● Set exercise
Please reproduce the stretch of material below from the line containing "Report the location of each instance of the thatched" through the line containing "x=489, y=239", keeping both of those lines and everything between them word for word.

● Records shown
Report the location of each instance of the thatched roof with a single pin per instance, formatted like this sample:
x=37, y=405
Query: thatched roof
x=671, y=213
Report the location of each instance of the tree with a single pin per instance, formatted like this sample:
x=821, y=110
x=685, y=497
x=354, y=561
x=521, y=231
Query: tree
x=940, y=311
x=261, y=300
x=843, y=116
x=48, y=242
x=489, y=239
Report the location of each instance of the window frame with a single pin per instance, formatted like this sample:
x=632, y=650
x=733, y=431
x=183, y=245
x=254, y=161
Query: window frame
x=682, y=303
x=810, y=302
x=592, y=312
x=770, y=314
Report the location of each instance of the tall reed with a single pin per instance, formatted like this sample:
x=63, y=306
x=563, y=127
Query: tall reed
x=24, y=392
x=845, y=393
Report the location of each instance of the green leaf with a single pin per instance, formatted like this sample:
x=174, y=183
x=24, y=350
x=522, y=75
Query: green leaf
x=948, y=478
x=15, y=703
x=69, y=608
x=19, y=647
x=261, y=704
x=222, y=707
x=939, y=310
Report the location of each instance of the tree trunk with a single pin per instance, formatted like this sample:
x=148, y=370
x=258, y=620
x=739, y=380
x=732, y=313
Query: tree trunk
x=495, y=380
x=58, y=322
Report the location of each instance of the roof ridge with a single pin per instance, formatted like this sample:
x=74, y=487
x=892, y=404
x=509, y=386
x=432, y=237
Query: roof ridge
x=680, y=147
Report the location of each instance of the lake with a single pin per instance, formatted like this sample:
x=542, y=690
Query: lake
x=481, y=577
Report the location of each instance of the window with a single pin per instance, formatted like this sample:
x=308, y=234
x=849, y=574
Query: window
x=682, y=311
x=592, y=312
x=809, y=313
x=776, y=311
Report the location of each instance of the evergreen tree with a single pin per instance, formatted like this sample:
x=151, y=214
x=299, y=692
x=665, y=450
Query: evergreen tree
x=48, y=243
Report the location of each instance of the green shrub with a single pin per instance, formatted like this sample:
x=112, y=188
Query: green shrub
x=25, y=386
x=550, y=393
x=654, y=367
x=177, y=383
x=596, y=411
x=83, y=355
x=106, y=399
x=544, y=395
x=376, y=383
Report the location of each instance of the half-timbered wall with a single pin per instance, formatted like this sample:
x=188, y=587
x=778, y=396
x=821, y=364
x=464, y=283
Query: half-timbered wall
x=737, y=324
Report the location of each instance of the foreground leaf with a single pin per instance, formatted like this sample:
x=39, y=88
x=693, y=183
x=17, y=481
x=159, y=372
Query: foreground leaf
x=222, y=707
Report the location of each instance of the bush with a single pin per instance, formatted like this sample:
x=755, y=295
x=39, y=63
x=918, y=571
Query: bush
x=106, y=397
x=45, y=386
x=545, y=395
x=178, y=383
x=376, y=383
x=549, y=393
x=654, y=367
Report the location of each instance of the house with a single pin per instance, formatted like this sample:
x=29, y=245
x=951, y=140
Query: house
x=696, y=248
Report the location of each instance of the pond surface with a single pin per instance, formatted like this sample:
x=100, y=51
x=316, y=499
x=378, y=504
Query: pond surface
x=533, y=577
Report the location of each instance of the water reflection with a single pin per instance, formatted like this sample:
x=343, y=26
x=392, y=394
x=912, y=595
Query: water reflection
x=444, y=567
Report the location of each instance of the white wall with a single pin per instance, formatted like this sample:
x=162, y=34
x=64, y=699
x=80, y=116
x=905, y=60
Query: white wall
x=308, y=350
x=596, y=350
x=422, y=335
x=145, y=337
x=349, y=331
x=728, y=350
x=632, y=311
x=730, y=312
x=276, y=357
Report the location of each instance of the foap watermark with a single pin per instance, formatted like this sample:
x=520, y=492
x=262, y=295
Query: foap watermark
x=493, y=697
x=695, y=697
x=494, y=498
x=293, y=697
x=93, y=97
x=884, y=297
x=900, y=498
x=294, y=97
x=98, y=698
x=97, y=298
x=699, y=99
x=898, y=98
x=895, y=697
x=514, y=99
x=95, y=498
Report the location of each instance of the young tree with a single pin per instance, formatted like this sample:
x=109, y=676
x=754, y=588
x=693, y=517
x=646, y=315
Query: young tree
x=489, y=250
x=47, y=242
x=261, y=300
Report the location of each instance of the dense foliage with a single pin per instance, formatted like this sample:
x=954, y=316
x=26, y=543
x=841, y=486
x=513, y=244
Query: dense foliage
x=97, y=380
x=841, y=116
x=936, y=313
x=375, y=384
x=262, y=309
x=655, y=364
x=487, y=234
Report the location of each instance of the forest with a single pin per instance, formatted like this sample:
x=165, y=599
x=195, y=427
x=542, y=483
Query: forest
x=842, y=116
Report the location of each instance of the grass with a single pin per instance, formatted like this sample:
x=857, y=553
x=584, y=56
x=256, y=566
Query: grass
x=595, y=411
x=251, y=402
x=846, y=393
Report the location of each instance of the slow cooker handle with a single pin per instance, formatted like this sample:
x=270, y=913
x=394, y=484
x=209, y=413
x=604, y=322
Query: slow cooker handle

---

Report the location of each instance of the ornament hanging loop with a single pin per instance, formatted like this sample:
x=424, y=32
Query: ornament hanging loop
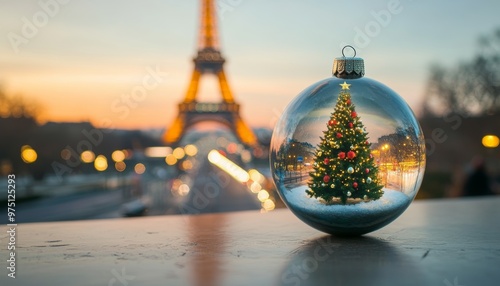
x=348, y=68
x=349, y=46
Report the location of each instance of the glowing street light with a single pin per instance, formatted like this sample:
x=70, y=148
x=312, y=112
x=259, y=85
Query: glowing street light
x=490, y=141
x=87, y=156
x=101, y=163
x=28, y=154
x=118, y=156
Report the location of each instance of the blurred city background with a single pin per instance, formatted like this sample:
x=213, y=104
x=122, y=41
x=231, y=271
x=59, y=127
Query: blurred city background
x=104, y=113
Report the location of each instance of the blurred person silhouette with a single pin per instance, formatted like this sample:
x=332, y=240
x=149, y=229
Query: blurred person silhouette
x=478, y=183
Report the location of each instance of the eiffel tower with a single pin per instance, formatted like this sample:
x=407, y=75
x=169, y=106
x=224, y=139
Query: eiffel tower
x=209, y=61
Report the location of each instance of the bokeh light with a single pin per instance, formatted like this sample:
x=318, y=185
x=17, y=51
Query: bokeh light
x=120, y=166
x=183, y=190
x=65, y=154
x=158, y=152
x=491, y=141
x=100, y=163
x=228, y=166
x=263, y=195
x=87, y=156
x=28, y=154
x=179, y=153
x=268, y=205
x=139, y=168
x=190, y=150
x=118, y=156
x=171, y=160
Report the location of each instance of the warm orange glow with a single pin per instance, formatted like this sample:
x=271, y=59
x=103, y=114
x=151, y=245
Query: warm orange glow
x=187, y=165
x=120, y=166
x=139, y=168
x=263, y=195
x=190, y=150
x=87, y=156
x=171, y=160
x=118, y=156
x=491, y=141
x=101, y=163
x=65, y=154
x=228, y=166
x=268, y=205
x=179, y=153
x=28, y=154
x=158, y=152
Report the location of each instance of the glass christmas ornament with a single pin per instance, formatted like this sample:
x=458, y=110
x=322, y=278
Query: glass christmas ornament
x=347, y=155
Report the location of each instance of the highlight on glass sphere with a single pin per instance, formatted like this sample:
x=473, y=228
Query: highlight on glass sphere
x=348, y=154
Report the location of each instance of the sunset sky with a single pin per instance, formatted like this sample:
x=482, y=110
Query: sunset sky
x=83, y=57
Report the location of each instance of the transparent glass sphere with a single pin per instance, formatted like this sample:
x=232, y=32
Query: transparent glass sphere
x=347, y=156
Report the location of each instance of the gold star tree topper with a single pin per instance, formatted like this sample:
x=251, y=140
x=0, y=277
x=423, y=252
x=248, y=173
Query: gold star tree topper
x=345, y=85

● Task output
Report the location of each instance of the thatched roof with a single pin per instance, formatted like this sample:
x=37, y=405
Query: thatched roof
x=671, y=213
Report the location of each instance of the tree with a single pin per instance, formatted like this sample:
x=821, y=110
x=685, y=497
x=354, y=561
x=521, y=231
Query: tree
x=940, y=311
x=261, y=300
x=843, y=116
x=48, y=242
x=489, y=239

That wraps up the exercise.